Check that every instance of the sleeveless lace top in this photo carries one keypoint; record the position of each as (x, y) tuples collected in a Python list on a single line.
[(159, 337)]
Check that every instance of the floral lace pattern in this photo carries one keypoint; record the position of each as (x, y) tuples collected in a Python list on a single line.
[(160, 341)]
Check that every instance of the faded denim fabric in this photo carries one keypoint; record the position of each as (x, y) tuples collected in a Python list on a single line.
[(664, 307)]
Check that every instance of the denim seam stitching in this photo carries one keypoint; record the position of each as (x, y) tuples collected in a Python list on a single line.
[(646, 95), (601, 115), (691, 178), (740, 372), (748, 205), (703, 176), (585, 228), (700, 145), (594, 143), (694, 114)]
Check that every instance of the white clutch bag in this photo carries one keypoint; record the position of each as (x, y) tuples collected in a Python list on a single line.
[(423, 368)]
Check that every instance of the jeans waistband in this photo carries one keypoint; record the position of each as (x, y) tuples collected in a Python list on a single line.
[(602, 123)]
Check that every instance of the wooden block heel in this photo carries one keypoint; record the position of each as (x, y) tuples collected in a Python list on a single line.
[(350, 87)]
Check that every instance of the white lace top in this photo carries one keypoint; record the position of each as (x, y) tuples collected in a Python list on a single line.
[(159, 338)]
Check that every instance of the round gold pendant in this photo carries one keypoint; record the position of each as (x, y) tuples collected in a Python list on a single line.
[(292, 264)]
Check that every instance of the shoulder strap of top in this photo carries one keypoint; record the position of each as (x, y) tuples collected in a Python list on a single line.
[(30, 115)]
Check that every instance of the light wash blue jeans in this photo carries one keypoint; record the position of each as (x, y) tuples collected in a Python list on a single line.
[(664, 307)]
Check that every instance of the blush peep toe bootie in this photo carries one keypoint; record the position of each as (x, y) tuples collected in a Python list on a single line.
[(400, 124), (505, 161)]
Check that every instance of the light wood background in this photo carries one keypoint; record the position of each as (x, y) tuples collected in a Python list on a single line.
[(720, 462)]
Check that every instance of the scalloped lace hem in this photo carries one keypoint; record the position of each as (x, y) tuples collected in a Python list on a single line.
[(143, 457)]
_ _ _ _
**Brief:**
Only the lines from the one with "Check that every instance of the light wash" to the end of the entries above belong in your answer. Retype them exactly.

**Solution:**
Check that every instance of the light wash blue jeans in this photo carries one keypoint; record the position of each as (x, y) tuples collected in a Python list on a single line.
[(664, 307)]
Check that every instance of the blush peep toe bootie in this photo carries one keypoint; record the position of each as (x, y) tuples collected in a Python list on a single line.
[(400, 124), (505, 161)]
Check that every instance of the light wood background in this photo carries one keypoint; record the position of each as (x, y) tuples collected in a Python list on a single line.
[(720, 462)]
Check that every instance of the scalloped lace hem in this photo carries one keypoint; record the position of each as (x, y) tuples collected in a Python list on a single line.
[(143, 457)]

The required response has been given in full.